:: What needs to be done ::
Please set down, exactly, the line with "Class, indicate each instance of the person sitting" and all lines that follow it through the end of the records below.
*** Opening of Source data ***
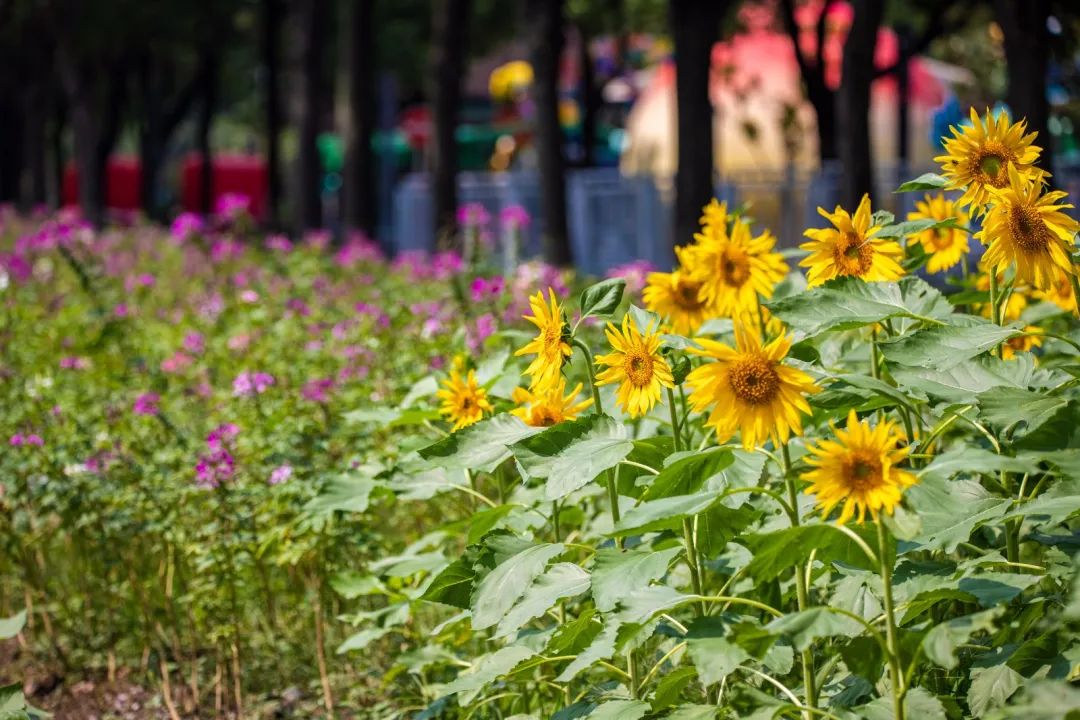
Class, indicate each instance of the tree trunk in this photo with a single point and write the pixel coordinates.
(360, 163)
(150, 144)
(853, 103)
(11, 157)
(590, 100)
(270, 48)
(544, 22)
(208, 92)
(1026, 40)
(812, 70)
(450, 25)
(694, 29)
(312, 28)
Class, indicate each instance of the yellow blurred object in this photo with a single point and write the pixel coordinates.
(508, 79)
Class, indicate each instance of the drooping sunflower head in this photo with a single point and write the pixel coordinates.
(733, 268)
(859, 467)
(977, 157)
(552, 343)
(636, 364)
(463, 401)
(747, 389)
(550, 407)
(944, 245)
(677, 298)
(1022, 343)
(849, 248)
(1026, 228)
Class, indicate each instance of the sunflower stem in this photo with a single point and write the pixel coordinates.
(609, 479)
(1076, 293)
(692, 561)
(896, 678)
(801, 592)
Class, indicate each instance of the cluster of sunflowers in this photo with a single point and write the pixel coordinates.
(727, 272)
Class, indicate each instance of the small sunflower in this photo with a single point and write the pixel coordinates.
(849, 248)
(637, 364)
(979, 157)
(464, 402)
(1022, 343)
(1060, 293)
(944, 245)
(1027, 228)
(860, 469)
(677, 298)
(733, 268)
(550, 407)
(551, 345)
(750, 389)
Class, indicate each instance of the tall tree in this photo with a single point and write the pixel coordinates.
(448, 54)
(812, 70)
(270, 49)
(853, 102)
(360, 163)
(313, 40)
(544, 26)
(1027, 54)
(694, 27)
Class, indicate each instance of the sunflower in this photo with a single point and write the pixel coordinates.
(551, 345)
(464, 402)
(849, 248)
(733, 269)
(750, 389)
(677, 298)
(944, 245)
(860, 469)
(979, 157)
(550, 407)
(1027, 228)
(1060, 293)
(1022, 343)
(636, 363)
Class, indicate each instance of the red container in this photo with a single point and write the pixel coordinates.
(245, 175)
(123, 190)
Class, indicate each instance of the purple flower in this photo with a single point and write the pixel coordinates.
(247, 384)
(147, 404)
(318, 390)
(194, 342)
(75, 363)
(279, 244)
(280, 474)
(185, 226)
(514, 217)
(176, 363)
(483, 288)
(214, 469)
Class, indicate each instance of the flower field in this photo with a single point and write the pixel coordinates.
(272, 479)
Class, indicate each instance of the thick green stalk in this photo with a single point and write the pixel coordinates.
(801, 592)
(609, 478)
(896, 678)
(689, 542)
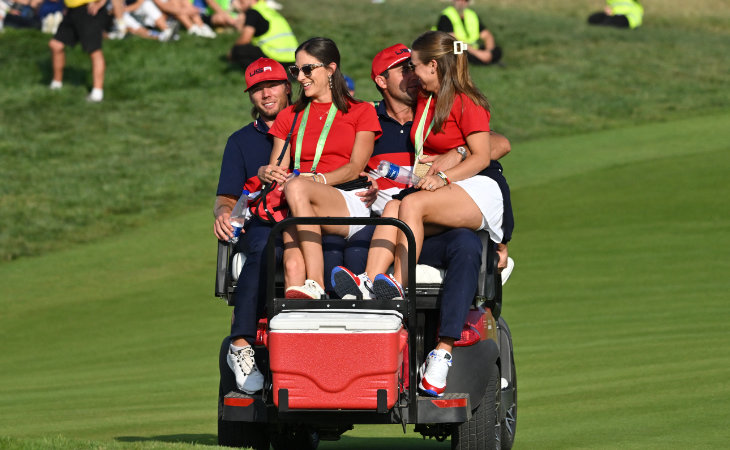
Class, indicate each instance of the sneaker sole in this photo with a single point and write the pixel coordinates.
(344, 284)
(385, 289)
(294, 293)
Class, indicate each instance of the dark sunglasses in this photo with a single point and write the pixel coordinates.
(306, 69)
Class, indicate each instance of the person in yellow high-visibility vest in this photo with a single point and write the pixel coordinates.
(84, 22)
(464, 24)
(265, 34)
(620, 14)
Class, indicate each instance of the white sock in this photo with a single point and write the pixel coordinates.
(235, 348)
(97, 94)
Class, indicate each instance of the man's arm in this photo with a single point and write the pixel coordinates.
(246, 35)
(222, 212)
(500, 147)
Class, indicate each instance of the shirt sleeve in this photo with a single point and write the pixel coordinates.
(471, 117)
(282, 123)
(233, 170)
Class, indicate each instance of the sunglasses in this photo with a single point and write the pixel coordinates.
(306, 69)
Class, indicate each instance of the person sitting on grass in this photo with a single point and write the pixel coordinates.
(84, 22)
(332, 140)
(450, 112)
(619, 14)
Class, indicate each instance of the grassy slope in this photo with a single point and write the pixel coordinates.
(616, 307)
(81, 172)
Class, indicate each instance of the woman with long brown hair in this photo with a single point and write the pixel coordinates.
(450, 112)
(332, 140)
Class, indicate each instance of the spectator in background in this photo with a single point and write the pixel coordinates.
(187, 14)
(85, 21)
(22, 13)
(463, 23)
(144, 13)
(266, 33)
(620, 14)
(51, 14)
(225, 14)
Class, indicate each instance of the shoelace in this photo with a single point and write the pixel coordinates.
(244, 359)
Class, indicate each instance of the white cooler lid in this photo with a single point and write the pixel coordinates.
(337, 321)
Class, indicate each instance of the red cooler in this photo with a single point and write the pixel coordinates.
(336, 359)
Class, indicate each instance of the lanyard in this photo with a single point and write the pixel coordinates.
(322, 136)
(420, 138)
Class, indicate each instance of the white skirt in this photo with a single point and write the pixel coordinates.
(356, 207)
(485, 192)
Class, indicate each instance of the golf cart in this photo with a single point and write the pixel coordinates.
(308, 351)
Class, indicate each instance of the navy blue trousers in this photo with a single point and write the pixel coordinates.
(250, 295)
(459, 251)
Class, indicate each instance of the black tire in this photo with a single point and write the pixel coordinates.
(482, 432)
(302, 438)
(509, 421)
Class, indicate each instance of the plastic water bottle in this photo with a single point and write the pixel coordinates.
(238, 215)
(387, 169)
*** Close of Source data ***
:: Solution to this task ::
Class, indicate each instance of the person sitting on grass in this photo with a single point and write the pixel coordinates.
(84, 22)
(332, 140)
(450, 112)
(619, 14)
Class, indicate each instance of the grassy slope in this photo with a single point and write the pixel coordinates.
(616, 307)
(81, 172)
Class, indicate each instance of the woman with long brown hair in this photo with a single point and write the pixel coordinates.
(450, 112)
(332, 140)
Class, indicate each instance of the spectator in background in this photo with a single point and write the pixel coordinates.
(187, 14)
(85, 21)
(22, 13)
(463, 23)
(144, 13)
(266, 33)
(620, 14)
(51, 14)
(225, 14)
Class, indicate each instance of the shoelace in this photo with a single point and write the pixel coordinates.
(244, 359)
Class, indicate each instance of the white cooler lid in this photo with a single point and write the pixel coordinates.
(337, 321)
Class, indicate each instance of the red cooler in this photo with a single point and write the pixel coordinates.
(336, 359)
Class, indicate each instance of the lanyard in this photo with a single point and write the pixel coordinates.
(322, 136)
(420, 138)
Class, indicate each instance of the white skirt in this photo with a single point and write the pixel coordinates.
(356, 207)
(485, 192)
Class, indicate each instance of the golf cart in this photo with a single point and write the pixel coordinates.
(308, 351)
Class, indicate each instance of the navy blue trousers in this photo with a single point and write the pixel coordinates.
(250, 295)
(459, 251)
Class, indicate each instance of the black tire in this photo with a single point and write the pixel coordinates.
(482, 432)
(302, 438)
(509, 421)
Class, indicate each instance of the plastic water bottle in this photo with a single point and write the pixel coordinates.
(238, 215)
(387, 169)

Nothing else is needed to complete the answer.